** Start Input data **
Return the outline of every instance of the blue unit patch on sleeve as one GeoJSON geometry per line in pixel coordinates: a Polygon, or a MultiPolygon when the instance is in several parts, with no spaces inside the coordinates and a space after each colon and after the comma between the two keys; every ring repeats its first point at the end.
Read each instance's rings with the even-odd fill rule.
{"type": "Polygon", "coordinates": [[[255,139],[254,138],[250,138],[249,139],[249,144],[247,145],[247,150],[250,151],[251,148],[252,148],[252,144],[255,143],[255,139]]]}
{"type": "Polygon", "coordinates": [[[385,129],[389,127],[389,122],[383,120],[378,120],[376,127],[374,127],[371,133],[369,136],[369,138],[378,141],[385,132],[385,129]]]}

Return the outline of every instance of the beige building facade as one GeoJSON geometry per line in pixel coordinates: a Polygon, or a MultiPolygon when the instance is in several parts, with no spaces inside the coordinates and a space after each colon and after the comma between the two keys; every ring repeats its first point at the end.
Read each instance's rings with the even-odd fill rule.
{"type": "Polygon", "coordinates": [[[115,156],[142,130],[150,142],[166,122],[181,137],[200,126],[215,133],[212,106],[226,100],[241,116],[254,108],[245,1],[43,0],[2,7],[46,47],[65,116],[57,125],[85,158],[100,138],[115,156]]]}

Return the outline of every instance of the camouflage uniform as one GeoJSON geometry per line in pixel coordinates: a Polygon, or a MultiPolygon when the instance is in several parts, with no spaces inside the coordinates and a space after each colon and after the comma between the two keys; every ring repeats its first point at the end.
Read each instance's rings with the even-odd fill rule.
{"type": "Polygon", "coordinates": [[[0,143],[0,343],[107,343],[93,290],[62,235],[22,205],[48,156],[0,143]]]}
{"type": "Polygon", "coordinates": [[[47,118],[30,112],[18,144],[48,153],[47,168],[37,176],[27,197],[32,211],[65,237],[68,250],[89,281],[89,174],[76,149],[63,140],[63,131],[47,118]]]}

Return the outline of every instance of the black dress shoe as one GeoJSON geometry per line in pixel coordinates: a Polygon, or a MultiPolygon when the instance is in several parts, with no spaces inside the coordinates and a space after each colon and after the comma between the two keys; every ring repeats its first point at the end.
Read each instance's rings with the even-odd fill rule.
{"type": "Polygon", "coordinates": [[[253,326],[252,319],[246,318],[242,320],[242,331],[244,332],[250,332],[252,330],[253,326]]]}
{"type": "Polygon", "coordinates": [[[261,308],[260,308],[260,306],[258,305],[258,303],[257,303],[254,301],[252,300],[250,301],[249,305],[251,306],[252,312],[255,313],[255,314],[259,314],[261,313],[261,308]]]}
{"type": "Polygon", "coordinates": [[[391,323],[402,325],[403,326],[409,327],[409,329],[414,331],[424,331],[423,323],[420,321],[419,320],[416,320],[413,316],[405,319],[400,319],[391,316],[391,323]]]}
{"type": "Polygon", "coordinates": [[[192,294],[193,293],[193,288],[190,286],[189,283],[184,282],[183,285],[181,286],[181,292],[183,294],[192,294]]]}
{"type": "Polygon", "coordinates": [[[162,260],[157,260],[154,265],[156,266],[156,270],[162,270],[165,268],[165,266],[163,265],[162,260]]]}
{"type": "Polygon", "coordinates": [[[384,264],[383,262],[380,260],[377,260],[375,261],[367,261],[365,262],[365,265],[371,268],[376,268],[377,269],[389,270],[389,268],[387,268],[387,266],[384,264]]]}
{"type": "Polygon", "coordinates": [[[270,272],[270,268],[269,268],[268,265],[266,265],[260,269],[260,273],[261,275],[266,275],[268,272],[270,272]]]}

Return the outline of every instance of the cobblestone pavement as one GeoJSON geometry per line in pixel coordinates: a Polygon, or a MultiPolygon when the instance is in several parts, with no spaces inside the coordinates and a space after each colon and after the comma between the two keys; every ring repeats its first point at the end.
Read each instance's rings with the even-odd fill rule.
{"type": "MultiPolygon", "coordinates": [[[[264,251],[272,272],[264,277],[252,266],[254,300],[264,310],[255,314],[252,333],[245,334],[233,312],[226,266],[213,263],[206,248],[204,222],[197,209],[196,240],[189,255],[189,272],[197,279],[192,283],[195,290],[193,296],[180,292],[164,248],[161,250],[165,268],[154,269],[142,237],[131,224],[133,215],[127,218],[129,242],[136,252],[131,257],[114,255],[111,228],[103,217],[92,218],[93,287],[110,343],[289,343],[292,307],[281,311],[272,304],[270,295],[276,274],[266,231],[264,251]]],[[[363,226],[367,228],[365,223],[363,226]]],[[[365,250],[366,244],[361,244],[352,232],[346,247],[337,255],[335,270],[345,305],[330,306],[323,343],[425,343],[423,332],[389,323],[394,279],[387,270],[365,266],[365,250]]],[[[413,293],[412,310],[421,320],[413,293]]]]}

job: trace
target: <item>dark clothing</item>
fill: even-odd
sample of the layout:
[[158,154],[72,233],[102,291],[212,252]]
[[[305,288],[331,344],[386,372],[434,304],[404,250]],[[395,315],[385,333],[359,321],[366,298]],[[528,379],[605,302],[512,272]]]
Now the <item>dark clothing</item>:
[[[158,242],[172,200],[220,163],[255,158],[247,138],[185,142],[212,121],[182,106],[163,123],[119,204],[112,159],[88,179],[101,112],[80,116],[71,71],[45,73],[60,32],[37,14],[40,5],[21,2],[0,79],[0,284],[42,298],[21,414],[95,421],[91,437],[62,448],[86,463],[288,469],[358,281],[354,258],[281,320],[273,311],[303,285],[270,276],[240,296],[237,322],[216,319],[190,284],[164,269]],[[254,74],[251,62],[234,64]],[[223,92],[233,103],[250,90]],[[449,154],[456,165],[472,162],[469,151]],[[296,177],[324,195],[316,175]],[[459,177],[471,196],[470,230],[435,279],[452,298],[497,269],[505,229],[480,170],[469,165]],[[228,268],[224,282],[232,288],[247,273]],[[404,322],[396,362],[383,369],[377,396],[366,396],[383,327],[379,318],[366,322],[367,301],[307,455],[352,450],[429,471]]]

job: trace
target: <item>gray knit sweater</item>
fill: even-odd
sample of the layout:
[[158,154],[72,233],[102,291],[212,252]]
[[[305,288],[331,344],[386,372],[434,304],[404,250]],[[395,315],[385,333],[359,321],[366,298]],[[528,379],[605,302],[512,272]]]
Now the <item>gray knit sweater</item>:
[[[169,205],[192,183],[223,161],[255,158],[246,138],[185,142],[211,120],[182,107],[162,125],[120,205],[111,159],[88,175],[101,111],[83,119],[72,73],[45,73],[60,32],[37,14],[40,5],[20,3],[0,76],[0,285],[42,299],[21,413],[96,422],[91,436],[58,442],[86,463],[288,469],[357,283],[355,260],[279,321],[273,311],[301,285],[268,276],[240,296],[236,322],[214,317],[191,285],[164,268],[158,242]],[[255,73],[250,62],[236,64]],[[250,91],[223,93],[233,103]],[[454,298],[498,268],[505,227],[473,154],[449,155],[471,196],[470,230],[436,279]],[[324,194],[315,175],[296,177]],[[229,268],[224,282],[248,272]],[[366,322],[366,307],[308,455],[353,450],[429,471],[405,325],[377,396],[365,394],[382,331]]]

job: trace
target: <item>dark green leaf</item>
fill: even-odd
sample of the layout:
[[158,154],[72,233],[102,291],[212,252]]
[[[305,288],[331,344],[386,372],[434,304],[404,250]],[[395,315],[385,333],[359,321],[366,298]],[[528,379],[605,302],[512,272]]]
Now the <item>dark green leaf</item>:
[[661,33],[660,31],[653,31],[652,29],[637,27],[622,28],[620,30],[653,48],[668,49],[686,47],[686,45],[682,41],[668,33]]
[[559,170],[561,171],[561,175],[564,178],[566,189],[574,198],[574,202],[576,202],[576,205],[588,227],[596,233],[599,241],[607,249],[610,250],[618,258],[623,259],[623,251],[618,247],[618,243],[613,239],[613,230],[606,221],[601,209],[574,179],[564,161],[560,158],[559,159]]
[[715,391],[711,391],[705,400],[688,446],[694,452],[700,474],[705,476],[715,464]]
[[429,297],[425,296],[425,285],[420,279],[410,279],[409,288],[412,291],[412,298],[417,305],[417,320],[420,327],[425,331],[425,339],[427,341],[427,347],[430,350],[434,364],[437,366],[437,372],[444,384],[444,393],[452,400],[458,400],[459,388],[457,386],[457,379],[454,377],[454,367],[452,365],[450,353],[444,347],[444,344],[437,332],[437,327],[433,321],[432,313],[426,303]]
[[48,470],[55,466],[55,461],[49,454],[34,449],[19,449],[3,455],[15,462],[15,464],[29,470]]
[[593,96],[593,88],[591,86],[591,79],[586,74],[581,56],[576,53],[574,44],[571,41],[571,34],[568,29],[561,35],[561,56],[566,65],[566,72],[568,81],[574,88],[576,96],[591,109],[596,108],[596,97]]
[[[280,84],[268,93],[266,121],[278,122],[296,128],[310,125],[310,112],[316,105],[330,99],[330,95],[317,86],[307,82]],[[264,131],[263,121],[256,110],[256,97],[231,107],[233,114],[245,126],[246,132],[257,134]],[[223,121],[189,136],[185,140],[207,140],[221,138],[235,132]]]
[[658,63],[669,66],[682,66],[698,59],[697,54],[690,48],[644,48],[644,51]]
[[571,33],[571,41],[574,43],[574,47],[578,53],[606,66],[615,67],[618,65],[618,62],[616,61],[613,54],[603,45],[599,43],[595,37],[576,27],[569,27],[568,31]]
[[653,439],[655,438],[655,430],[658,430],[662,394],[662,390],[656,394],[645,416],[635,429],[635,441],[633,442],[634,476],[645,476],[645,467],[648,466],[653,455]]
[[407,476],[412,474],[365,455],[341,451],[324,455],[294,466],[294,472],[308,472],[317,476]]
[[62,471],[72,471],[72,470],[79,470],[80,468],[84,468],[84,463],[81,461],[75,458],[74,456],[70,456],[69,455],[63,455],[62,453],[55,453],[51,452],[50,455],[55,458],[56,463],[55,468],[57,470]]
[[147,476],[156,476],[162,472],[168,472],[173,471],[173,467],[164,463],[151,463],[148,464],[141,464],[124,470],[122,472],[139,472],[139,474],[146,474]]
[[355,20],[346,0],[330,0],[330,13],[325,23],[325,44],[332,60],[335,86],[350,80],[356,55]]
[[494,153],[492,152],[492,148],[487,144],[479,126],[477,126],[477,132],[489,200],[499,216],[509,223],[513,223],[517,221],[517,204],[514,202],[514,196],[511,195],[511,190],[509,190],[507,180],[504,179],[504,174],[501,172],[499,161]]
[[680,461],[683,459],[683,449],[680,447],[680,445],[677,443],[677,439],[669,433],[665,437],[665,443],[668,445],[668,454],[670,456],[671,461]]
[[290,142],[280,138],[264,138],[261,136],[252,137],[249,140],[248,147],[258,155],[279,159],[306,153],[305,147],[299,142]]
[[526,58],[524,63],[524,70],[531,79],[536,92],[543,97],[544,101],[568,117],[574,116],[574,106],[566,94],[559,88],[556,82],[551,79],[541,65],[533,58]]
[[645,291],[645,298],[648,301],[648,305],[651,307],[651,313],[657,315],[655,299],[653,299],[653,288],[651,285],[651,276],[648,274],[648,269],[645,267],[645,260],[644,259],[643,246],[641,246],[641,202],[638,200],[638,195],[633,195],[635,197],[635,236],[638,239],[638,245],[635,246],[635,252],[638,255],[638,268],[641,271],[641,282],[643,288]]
** End Input data **
- _Task objective_
Identify every line in the items above that contains the word "knit", and please copy each one; case counts.

- _Exercise response_
target: <item>gray knit sweater</item>
Now the <item>gray knit sweater</item>:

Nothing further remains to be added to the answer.